Image point grounding data:
[Start of section]
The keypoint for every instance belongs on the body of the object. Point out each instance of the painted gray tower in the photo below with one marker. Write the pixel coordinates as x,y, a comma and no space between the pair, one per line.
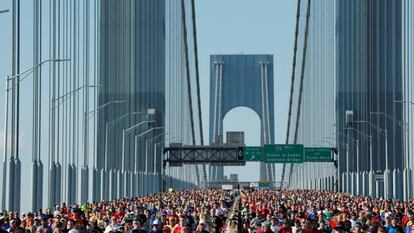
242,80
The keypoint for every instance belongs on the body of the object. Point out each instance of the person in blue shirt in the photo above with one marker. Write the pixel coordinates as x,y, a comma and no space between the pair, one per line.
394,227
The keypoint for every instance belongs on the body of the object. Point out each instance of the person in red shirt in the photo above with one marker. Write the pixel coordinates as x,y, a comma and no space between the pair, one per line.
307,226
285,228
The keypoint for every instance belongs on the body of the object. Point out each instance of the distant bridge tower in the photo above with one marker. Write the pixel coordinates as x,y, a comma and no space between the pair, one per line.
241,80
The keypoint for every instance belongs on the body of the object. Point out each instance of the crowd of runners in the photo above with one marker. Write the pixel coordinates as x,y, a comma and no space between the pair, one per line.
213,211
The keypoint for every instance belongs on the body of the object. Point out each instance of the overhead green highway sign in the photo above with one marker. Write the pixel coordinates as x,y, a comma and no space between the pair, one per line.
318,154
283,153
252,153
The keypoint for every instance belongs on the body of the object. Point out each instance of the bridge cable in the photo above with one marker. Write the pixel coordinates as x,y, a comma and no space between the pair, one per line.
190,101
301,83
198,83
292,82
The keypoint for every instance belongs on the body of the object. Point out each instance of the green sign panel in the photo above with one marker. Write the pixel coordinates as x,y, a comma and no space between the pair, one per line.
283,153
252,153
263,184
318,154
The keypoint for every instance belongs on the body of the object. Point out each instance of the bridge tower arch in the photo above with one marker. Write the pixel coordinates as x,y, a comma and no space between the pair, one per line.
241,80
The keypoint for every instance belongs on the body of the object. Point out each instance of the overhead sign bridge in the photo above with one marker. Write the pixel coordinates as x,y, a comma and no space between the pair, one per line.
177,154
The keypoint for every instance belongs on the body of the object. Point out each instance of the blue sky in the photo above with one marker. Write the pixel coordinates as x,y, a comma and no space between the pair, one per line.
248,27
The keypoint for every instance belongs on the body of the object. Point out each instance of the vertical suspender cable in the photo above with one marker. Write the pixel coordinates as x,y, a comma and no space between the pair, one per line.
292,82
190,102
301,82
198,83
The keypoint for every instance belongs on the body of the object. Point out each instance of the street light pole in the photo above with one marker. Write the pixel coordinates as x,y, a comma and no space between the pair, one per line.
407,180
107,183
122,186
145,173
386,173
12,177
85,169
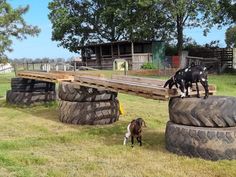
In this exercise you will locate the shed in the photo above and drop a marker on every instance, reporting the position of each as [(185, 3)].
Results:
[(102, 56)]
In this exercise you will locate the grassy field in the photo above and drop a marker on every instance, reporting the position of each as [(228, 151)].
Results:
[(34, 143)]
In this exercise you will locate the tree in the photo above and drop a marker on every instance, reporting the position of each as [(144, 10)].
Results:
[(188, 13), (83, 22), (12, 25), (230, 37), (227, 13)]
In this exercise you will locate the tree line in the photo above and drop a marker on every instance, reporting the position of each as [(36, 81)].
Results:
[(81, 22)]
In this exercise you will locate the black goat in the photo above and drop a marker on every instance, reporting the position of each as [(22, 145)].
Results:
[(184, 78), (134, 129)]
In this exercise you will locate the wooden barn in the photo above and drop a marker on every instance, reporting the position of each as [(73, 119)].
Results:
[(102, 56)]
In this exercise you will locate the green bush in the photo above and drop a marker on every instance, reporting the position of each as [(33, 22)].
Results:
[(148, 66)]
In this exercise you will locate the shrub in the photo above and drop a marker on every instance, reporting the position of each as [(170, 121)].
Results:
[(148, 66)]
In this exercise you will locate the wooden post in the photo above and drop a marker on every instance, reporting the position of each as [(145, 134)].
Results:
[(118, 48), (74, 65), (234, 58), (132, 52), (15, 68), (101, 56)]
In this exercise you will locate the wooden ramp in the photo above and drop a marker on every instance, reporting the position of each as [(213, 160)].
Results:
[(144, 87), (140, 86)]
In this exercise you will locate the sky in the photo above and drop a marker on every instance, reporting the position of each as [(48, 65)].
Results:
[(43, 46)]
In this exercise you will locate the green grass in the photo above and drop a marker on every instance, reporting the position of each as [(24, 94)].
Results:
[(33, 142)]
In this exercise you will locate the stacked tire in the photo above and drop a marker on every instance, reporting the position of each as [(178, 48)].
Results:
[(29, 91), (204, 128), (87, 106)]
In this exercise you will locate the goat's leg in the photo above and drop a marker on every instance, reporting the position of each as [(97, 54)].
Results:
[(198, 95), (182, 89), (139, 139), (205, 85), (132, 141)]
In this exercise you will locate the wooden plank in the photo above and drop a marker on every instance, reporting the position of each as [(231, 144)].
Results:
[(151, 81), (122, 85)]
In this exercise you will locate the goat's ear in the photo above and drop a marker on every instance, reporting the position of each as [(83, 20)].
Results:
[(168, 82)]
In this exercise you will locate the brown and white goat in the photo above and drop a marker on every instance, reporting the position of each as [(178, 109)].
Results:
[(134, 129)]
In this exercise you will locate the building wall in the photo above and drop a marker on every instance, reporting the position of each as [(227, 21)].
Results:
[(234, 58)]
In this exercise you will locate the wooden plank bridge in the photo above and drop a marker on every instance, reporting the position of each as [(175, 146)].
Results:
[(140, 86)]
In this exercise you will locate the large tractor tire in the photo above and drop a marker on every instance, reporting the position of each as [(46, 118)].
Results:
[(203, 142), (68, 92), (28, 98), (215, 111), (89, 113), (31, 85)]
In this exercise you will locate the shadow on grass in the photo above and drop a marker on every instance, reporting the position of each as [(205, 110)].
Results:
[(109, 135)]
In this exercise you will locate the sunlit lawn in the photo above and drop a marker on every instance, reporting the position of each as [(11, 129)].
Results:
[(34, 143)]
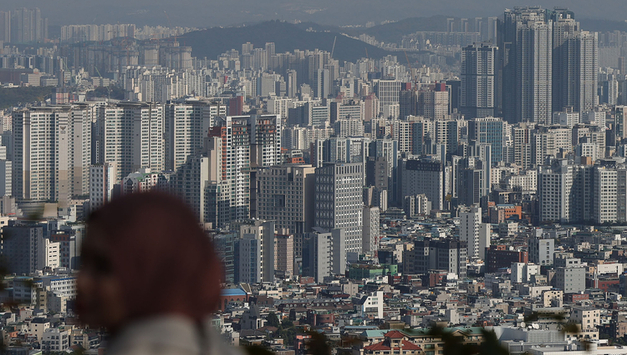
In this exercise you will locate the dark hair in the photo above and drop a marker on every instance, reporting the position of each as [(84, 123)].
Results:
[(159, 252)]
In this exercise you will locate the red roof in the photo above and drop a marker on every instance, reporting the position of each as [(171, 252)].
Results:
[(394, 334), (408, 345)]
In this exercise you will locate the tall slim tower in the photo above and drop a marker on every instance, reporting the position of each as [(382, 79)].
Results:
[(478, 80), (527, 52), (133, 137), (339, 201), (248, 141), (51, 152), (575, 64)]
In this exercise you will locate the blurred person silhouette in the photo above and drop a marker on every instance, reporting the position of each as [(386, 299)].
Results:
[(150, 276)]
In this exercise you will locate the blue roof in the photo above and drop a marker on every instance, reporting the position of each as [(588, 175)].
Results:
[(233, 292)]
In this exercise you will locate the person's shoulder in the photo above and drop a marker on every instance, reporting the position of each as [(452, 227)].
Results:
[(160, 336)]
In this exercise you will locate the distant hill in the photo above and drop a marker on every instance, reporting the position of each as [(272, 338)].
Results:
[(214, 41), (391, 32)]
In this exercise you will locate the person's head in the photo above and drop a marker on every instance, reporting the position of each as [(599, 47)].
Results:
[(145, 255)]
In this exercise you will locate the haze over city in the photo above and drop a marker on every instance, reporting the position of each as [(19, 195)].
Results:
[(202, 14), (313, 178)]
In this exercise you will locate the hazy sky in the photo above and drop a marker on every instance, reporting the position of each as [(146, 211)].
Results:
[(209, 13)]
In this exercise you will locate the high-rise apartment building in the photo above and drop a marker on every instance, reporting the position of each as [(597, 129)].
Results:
[End of section]
**EXERCISE DESCRIPTION**:
The records must come back exactly, with their pictures removed.

**EXPECTED OUTPUT**:
The keypoint for every instance belongs on the body of the object. Point out each instance of the painted gray tower in the photo below with one marker. Write the pixel coordinates as x,y, a comma and no space between the pair, one per line.
242,80
The keypoint for every instance belongs on the body of the object. Point out each instance of the person in blue shirt in the photo above with one marker. Write the pixel coordinates as x,y, a comma and no space between the pair, one per line.
394,227
The keypoint for every instance belongs on the body of the object. Point out each instance of the person in red shirt in the photo above with one marker. Write the pixel coordinates as x,y, a comma and no space between the pair, one per line.
307,226
285,228
The keypoint for every instance belongs on the body of the object. Point out each instance of the distant bridge tower in the photo above with one marker. Write the pixel coordinates as x,y, a comma and no space between the pair, one per line.
241,80
The keypoint for every instance belongs on the body of the object. Point out each instance of the crowd of runners in the photo above with one marker. Write the pixel coordinates as x,y, a comma and no space between the pair, one per line.
213,211
The keypoint for every instance belongs on the body of the object. Point out each instance of the overhead green highway sign in the photo above with one marker. Write the pixel coordinates as x,y, a comma and no space between the pair, one per line.
318,154
283,153
252,153
The keypoint for every instance belongs on the body of the object. Point out each instance of the bridge cable in the photo above with one marker. Write the pixel coordinates as x,y, a comma and no space between the pair, one per line.
190,101
301,83
198,83
292,82
The keypoint for every instance belongs on the body of the object. Point out each instance of the green sign panel in the photo above with one marker. Write the pixel coordinates as x,y, a comma and no space between the pair, one per line.
283,153
252,153
263,184
318,154
The keypoint for every instance belongs on the body of the object. Point out each instance of the bridge tower arch in the photo above with one marker. Write the pixel coordinates as x,y, a comma and no space between the pair, one per line.
241,80
The keypoint for every instance belongs on the body of the object. Point out each instance of the overhead sign bridge in the photo above with one marker. Write the pixel coordinates as x,y, a comma and no space between the pair, one per line.
177,154
The keypoint for every instance belongs on the body of the object. Point out each instance of the blue sky in the photo above with one marker. Write the pixel coordinates as x,y, a comma and no space between the pair, one per line.
248,27
The keypoint for every instance belongs on the body of the object. Point out each instance of the vertical suspender cable in the photo above with one marker. Write the pixel coordinates as x,y, a comma and no space between the pair, one per line.
292,82
190,102
301,82
198,83
The keypoint for every instance belongs on the body of the object. Point out each instance of the street light pole in the photo above with one marker. Write the pixel coordinates as x,y, a comma and no space between the pair, one per line.
407,180
107,183
122,186
145,173
386,173
12,177
85,169
In this exercise you will locate the shed in the photo above and drop a marker on every instance, reporting the position of each as [(185, 3)].
Results:
[(102, 56)]
In this exercise you will locate the grassy field in the photo above and drop a marker on every instance, reporting the position of each as [(228, 151)].
Results:
[(34, 143)]
In this exercise you will locate the tree in the photo above and drop a marker on every instance, reporting the position of each as [(144, 10)].
Results:
[(188, 13), (83, 22), (12, 25), (230, 37), (227, 13)]
In this exercise you will locate the tree line in the photo above and drop a marker on every instance, reporting the position of each as [(36, 81)].
Results:
[(81, 22)]
In this exercise you will locate the black goat in the photo above and drop a marker on every instance, reporting the position of each as [(22, 145)].
Results:
[(184, 78), (134, 129)]
In this exercise you will locate the wooden barn in the photo above and drop a marker on every instance, reporting the position of each as [(73, 119)].
Results:
[(102, 56)]
In this exercise you will locate the green bush in the photo above and drop a marker on every instance, reporting the position of each as [(33, 22)].
Results:
[(148, 66)]
In this exercise you will locate the shrub in the photo above and drop a marker on every instance, reporting the position of each as [(170, 121)].
Results:
[(148, 66)]
In this exercise you will locate the wooden post in the photo above and drop a marker on every instance, reporting the position of each as [(145, 134)].
Results:
[(118, 48), (74, 65), (234, 58), (132, 52), (15, 68), (101, 56)]
In this exercise you will locate the wooden ramp in the photo above and drop a marker on every instance, reporting the position of each as [(213, 160)].
Results:
[(144, 87), (140, 86)]
In this exercise you will locate the sky in the photo above and drop a marker on every instance, reporting the position of each as [(48, 65)].
Results:
[(43, 46)]
In this exercise you will locate the green grass in the photo above and drop a marker on every instance, reporting the position of each as [(24, 94)].
Results:
[(33, 142)]
In this exercise you will locate the stacked tire in the photo above and drop a marker on every instance, reporting the position of each as [(178, 48)].
Results:
[(29, 91), (204, 128), (87, 106)]
In this exercise you will locate the goat's leg in the photo above and drop a marker on every instance, reporting the position of each as [(97, 54)].
Results:
[(198, 95), (182, 89), (139, 139), (205, 85), (132, 141)]
In this exercise you will locate the wooden plank in the photo above and drop a marker on every instance, reporting the position of each as [(231, 144)].
Results:
[(151, 81), (122, 85)]
In this exercise you will locate the goat's ear in the photo above and drop a marker on every instance, reporting the position of each as [(83, 20)].
Results:
[(168, 82)]
In this exercise you will locate the brown and white goat in the photo above and drop a marker on every instance, reporting the position of each as [(178, 109)].
Results:
[(134, 129)]
In this exercise you will locate the building wall in the photo above and drop a marker on every instance, reporting the position of each as [(227, 21)].
Results:
[(234, 58)]
In this exercise you will locate the wooden plank bridge in the photo above and drop a marker on every instance, reporting the position of each as [(175, 146)].
Results:
[(140, 86)]
In this exercise you will locate the large tractor tire in the photo above and drop a marker on every instance, reporting the position of each as [(46, 118)].
Results:
[(203, 142), (68, 92), (28, 98), (215, 111), (89, 113), (31, 85)]
In this exercise you will locate the shadow on grass in the photo above and drop a marker on every instance, reporting the position of each as [(205, 110)].
Results:
[(109, 135)]
In this exercise you will locate the sunlit lawn in the photo above and drop a marker on every instance, reporting the position of each as [(11, 129)].
Results:
[(34, 143)]
In this exercise you will locate the dark hair in the photo above and drop a marker on every instance, reporting the position of each as [(84, 123)].
Results:
[(159, 252)]
In this exercise you will locate the red roof in the photo above and drop a marker on every instance, reporting the position of each as [(171, 252)].
Results:
[(394, 334), (408, 345)]
In this exercise you will locate the tall slim tower in the photo above and drop a marker on every instance, reporting the position of each as [(382, 79)].
Results:
[(478, 80), (527, 52), (133, 137), (339, 201), (248, 141), (51, 152), (575, 64)]
In this exercise you will locate the blurred person silhouette in the photo above and drop a marker on every instance, reporting the position of each as [(386, 299)].
Results:
[(150, 276)]
In this exercise you will locate the blue roof in the photo above and drop a marker on every instance, reporting the position of each as [(588, 175)].
Results:
[(233, 292)]
In this exercise you will locate the person's shoulder in the photo above and drop a marker on every instance, reporting the position of each as [(452, 227)].
Results:
[(160, 336)]
In this exercise you will locate the distant hill in the photo above and drop a marker on every instance, reporting the position of each as [(272, 338)].
Results:
[(214, 41), (391, 32)]
In this exercise you will locate the person's head in the photo above and drop a marker on every instance, reporting the position of each as [(599, 47)].
Results:
[(145, 255)]
In this exercise you will locate the haze over city in the photo above and drop a marker on every instance, reporting the position of each as [(19, 195)].
Results:
[(202, 14), (313, 178)]
In this exercise you will locate the hazy sky in the photo above and drop a marker on every instance, reporting the position of each as [(146, 211)].
Results:
[(209, 13)]
In this exercise you will locate the high-rise apartment building in the photo above and drop a marker on every instance, reporting the position of each as [(597, 129)].
Results:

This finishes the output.